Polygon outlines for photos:

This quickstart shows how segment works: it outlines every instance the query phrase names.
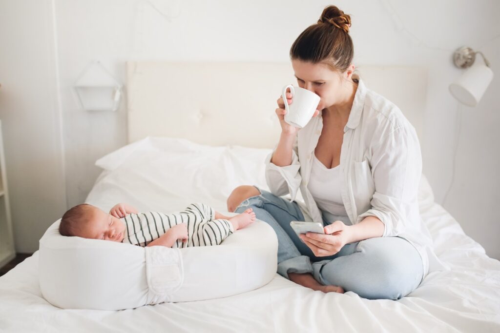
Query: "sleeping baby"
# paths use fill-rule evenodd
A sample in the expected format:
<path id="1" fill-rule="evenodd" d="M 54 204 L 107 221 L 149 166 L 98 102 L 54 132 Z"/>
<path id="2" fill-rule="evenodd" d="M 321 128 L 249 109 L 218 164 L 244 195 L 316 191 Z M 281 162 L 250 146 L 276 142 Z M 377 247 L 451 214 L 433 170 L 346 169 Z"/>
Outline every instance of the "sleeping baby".
<path id="1" fill-rule="evenodd" d="M 233 232 L 255 221 L 251 208 L 232 217 L 204 204 L 190 205 L 170 214 L 138 213 L 126 204 L 115 205 L 107 214 L 83 204 L 69 210 L 59 225 L 62 236 L 121 242 L 140 246 L 169 248 L 218 245 Z"/>

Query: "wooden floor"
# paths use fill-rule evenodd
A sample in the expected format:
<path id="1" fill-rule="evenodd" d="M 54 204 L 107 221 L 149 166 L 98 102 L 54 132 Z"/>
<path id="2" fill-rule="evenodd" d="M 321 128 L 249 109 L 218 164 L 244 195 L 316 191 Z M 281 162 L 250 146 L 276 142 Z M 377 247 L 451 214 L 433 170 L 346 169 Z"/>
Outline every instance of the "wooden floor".
<path id="1" fill-rule="evenodd" d="M 3 267 L 0 268 L 0 276 L 4 275 L 4 274 L 5 274 L 14 267 L 16 267 L 18 264 L 22 262 L 28 257 L 31 257 L 32 254 L 32 253 L 16 253 L 16 258 L 6 264 Z"/>

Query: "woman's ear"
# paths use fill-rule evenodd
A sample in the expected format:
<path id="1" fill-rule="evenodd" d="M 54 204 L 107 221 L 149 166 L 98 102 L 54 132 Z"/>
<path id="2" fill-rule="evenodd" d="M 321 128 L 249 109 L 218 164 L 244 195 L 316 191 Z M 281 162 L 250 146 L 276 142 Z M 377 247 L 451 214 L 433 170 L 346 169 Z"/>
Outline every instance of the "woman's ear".
<path id="1" fill-rule="evenodd" d="M 346 78 L 350 80 L 351 79 L 352 77 L 352 74 L 354 73 L 354 70 L 356 68 L 356 67 L 354 64 L 350 64 L 350 65 L 346 70 Z"/>

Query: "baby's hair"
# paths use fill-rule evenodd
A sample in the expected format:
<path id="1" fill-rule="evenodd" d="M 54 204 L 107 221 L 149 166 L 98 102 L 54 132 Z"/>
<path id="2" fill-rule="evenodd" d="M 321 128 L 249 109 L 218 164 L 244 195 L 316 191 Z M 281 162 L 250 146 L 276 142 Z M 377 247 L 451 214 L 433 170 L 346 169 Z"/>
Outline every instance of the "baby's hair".
<path id="1" fill-rule="evenodd" d="M 62 236 L 76 236 L 82 223 L 86 222 L 88 216 L 86 213 L 92 207 L 88 204 L 82 204 L 64 213 L 59 224 L 59 233 Z"/>

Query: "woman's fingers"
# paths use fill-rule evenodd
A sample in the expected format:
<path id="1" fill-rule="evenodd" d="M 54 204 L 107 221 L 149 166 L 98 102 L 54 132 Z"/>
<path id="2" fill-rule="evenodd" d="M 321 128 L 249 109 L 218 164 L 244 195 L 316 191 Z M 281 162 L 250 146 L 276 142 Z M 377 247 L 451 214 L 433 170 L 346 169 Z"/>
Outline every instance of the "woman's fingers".
<path id="1" fill-rule="evenodd" d="M 324 249 L 318 247 L 312 243 L 305 240 L 304 240 L 304 243 L 305 243 L 306 245 L 311 249 L 311 251 L 312 251 L 312 253 L 314 253 L 314 255 L 316 257 L 326 257 L 328 255 L 328 253 Z"/>
<path id="2" fill-rule="evenodd" d="M 276 110 L 276 114 L 278 115 L 278 118 L 280 118 L 280 120 L 282 120 L 284 119 L 284 115 L 286 113 L 286 110 L 284 109 L 278 108 Z"/>
<path id="3" fill-rule="evenodd" d="M 322 242 L 320 240 L 316 240 L 312 237 L 309 237 L 306 235 L 302 237 L 302 239 L 304 242 L 308 242 L 310 243 L 314 244 L 316 247 L 320 249 L 323 249 L 326 250 L 331 250 L 332 247 L 332 245 L 329 243 L 326 243 L 326 242 Z"/>
<path id="4" fill-rule="evenodd" d="M 290 92 L 287 92 L 286 101 L 288 102 L 288 105 L 292 104 L 292 94 L 290 94 Z M 284 108 L 284 102 L 283 101 L 283 97 L 282 96 L 280 96 L 280 98 L 278 99 L 278 100 L 276 101 L 276 103 L 278 103 L 278 106 L 279 106 L 280 108 L 282 109 Z"/>

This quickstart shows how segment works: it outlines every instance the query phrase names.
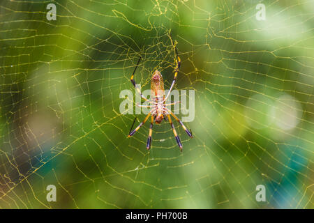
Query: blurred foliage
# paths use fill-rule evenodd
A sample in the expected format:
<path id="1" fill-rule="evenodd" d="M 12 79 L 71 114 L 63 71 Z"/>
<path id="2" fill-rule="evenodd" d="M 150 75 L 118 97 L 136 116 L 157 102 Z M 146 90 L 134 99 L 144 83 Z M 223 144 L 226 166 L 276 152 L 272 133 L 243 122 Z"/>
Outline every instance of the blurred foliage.
<path id="1" fill-rule="evenodd" d="M 313 208 L 313 6 L 1 1 L 0 208 Z M 143 89 L 156 68 L 169 89 L 170 31 L 175 88 L 195 91 L 195 138 L 176 123 L 182 153 L 165 122 L 149 151 L 149 124 L 128 139 L 135 115 L 119 112 L 140 56 Z"/>

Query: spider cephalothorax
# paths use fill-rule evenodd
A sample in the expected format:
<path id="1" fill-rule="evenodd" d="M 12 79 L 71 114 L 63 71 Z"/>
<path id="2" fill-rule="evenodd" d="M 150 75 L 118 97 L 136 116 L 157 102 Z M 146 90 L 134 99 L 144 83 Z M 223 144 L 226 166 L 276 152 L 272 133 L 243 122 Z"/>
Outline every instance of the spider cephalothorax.
<path id="1" fill-rule="evenodd" d="M 137 91 L 137 92 L 140 94 L 142 98 L 143 98 L 144 100 L 148 102 L 150 105 L 136 105 L 139 107 L 144 107 L 147 108 L 150 108 L 151 110 L 149 113 L 147 114 L 147 116 L 145 117 L 144 121 L 140 123 L 140 125 L 133 131 L 130 130 L 130 133 L 128 134 L 128 137 L 133 136 L 134 133 L 135 133 L 140 128 L 141 128 L 142 125 L 144 125 L 144 123 L 147 121 L 147 119 L 151 116 L 151 126 L 149 128 L 149 137 L 147 138 L 147 148 L 149 149 L 151 148 L 151 134 L 153 132 L 153 123 L 155 121 L 156 123 L 160 124 L 163 119 L 165 119 L 167 117 L 169 120 L 169 122 L 170 123 L 171 128 L 172 128 L 173 134 L 174 134 L 174 137 L 177 140 L 177 143 L 178 144 L 179 147 L 180 148 L 180 151 L 182 151 L 182 144 L 181 143 L 180 138 L 179 137 L 178 134 L 177 134 L 177 131 L 174 128 L 174 126 L 172 123 L 172 121 L 171 121 L 170 115 L 172 115 L 182 126 L 183 129 L 186 132 L 188 135 L 193 138 L 192 133 L 186 128 L 186 126 L 184 125 L 182 121 L 181 121 L 180 119 L 179 119 L 177 116 L 173 114 L 172 112 L 170 109 L 168 109 L 167 107 L 170 105 L 174 105 L 176 103 L 179 103 L 179 102 L 174 102 L 172 103 L 166 104 L 166 100 L 170 95 L 170 92 L 172 90 L 173 86 L 174 86 L 174 84 L 176 82 L 177 76 L 178 75 L 179 70 L 180 69 L 180 65 L 181 65 L 181 59 L 180 57 L 179 57 L 178 53 L 177 52 L 176 47 L 173 45 L 172 39 L 170 37 L 171 43 L 172 44 L 173 47 L 174 48 L 174 52 L 177 54 L 177 59 L 176 59 L 176 68 L 174 69 L 174 77 L 172 81 L 172 84 L 171 84 L 170 89 L 169 89 L 169 91 L 167 94 L 167 95 L 165 97 L 165 89 L 163 86 L 163 76 L 161 75 L 161 73 L 158 70 L 155 70 L 154 73 L 151 75 L 151 100 L 148 100 L 142 94 L 140 89 L 135 84 L 135 81 L 134 80 L 134 74 L 135 72 L 136 68 L 137 68 L 140 61 L 141 60 L 141 58 L 139 59 L 137 61 L 137 64 L 134 69 L 133 73 L 131 76 L 130 81 L 133 86 L 135 87 L 135 89 Z M 134 119 L 133 125 L 135 121 L 135 119 Z M 133 125 L 132 125 L 131 130 L 133 127 Z"/>

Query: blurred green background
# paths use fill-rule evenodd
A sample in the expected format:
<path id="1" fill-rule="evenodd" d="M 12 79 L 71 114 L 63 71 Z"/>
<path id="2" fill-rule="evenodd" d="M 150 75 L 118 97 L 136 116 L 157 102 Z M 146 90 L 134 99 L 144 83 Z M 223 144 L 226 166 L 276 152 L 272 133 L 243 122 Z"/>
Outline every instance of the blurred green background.
<path id="1" fill-rule="evenodd" d="M 313 208 L 313 15 L 305 0 L 1 1 L 0 208 Z M 149 151 L 148 123 L 128 139 L 119 112 L 139 56 L 143 89 L 156 68 L 169 89 L 170 30 L 175 89 L 195 91 L 182 153 L 166 122 Z"/>

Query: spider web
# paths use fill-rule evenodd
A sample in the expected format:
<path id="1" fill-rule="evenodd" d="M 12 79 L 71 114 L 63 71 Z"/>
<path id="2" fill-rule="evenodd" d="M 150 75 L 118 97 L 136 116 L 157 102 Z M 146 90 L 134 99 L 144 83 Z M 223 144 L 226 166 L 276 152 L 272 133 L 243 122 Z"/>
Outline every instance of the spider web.
<path id="1" fill-rule="evenodd" d="M 0 208 L 313 208 L 314 1 L 1 1 Z M 182 153 L 119 112 L 139 56 L 137 83 L 169 89 L 170 30 L 195 91 Z"/>

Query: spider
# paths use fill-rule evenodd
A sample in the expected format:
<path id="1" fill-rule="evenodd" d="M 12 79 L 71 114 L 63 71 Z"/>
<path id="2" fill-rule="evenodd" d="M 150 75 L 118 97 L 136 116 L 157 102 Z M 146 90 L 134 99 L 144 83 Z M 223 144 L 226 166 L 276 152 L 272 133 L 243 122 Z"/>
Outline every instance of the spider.
<path id="1" fill-rule="evenodd" d="M 174 102 L 168 104 L 165 103 L 167 99 L 170 95 L 171 91 L 172 90 L 174 86 L 177 79 L 177 76 L 178 75 L 178 72 L 179 70 L 180 69 L 181 66 L 181 59 L 180 57 L 178 56 L 178 52 L 177 51 L 177 48 L 173 43 L 172 38 L 171 37 L 170 35 L 170 37 L 172 47 L 174 48 L 174 52 L 176 54 L 175 56 L 177 57 L 177 59 L 175 59 L 176 68 L 174 69 L 174 77 L 173 79 L 170 89 L 169 89 L 169 91 L 165 97 L 165 89 L 163 86 L 163 76 L 161 75 L 161 73 L 157 70 L 153 72 L 151 77 L 151 95 L 152 97 L 151 100 L 148 100 L 147 98 L 145 98 L 142 94 L 142 92 L 139 89 L 139 87 L 136 85 L 135 81 L 134 80 L 134 74 L 135 73 L 136 69 L 137 68 L 137 66 L 140 63 L 141 57 L 140 57 L 137 63 L 135 66 L 135 68 L 134 69 L 134 71 L 132 74 L 130 81 L 133 84 L 134 87 L 135 88 L 135 90 L 140 94 L 142 98 L 143 98 L 145 101 L 147 101 L 149 103 L 149 105 L 141 105 L 138 104 L 136 104 L 135 105 L 138 107 L 150 108 L 151 110 L 147 114 L 147 116 L 145 117 L 145 118 L 144 118 L 143 121 L 141 122 L 135 129 L 131 131 L 136 120 L 135 117 L 133 123 L 132 125 L 132 127 L 130 130 L 130 132 L 128 135 L 128 137 L 130 137 L 131 136 L 133 136 L 140 129 L 140 128 L 141 128 L 145 123 L 145 122 L 148 120 L 149 116 L 151 116 L 151 125 L 149 128 L 149 136 L 147 138 L 147 142 L 146 146 L 147 149 L 149 150 L 151 144 L 151 134 L 153 132 L 154 122 L 155 122 L 155 123 L 156 124 L 160 124 L 163 119 L 165 119 L 165 121 L 167 121 L 167 119 L 169 120 L 169 123 L 170 123 L 171 128 L 173 131 L 173 134 L 174 134 L 174 137 L 177 140 L 177 143 L 178 144 L 178 146 L 180 148 L 180 151 L 182 152 L 182 144 L 180 141 L 180 138 L 179 137 L 177 131 L 174 128 L 174 126 L 173 125 L 173 123 L 171 120 L 170 115 L 172 116 L 174 118 L 174 119 L 179 122 L 179 123 L 181 125 L 181 126 L 183 128 L 183 129 L 186 131 L 186 132 L 190 138 L 193 138 L 193 136 L 191 133 L 192 130 L 190 130 L 190 132 L 184 125 L 184 124 L 182 123 L 182 121 L 180 119 L 179 119 L 178 117 L 177 117 L 177 116 L 172 112 L 171 112 L 170 109 L 167 107 L 167 106 L 170 106 L 176 103 L 179 103 L 180 102 Z"/>

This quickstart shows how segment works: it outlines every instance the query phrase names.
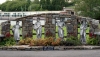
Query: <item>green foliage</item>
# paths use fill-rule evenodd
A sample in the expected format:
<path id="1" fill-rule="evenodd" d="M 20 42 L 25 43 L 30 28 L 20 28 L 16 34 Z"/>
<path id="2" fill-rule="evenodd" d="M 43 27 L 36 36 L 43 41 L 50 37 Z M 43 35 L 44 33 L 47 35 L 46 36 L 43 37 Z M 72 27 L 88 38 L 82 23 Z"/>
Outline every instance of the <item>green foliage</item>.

• **WORK REQUIRED**: Copy out the listing from its start through the line containing "346 78 L 350", both ends included, without the pictures.

• **ANSWER FOR THE TASK**:
This quickstart shows how segment works: it outlines every instance the query phrase names.
Query: "sleeping baby"
# paths use fill-rule evenodd
A sample in the expected format:
<path id="1" fill-rule="evenodd" d="M 54 204 L 107 221 L 149 166 L 98 102 L 54 132 Z"/>
<path id="2" fill-rule="evenodd" d="M 321 128 L 249 109 L 218 164 L 244 195 L 316 191 Z M 281 162 L 250 146 L 276 142 Z M 377 247 L 451 214 L 433 170 L 346 169 Z"/>
Outline every instance of the "sleeping baby".
<path id="1" fill-rule="evenodd" d="M 233 232 L 255 221 L 251 208 L 232 217 L 204 204 L 190 205 L 170 214 L 138 213 L 126 204 L 115 205 L 107 214 L 83 204 L 69 210 L 59 225 L 62 236 L 121 242 L 140 246 L 169 248 L 218 245 Z"/>

Query: "wooden floor"
# paths use fill-rule evenodd
A sample in the expected format:
<path id="1" fill-rule="evenodd" d="M 54 204 L 107 221 L 149 166 L 98 102 L 54 132 Z"/>
<path id="2" fill-rule="evenodd" d="M 321 128 L 249 109 L 218 164 L 244 195 L 316 191 Z M 281 162 L 250 146 L 276 142 Z M 377 247 L 451 214 L 433 170 L 346 169 Z"/>
Outline every instance of the "wooden floor".
<path id="1" fill-rule="evenodd" d="M 3 267 L 0 268 L 0 276 L 4 275 L 4 274 L 5 274 L 14 267 L 16 267 L 18 264 L 22 262 L 28 257 L 31 257 L 32 254 L 32 253 L 16 253 L 16 258 L 6 264 Z"/>

Query: "woman's ear"
# paths use fill-rule evenodd
A sample in the expected format:
<path id="1" fill-rule="evenodd" d="M 54 204 L 107 221 L 149 166 L 98 102 L 54 132 Z"/>
<path id="2" fill-rule="evenodd" d="M 321 128 L 249 109 L 218 164 L 244 195 L 316 191 Z M 281 162 L 250 146 L 276 142 Z M 377 247 L 451 214 L 433 170 L 346 169 Z"/>
Outline every instance of the "woman's ear".
<path id="1" fill-rule="evenodd" d="M 346 78 L 350 80 L 351 79 L 352 77 L 352 74 L 354 73 L 354 70 L 356 68 L 356 67 L 354 64 L 350 64 L 350 65 L 346 70 Z"/>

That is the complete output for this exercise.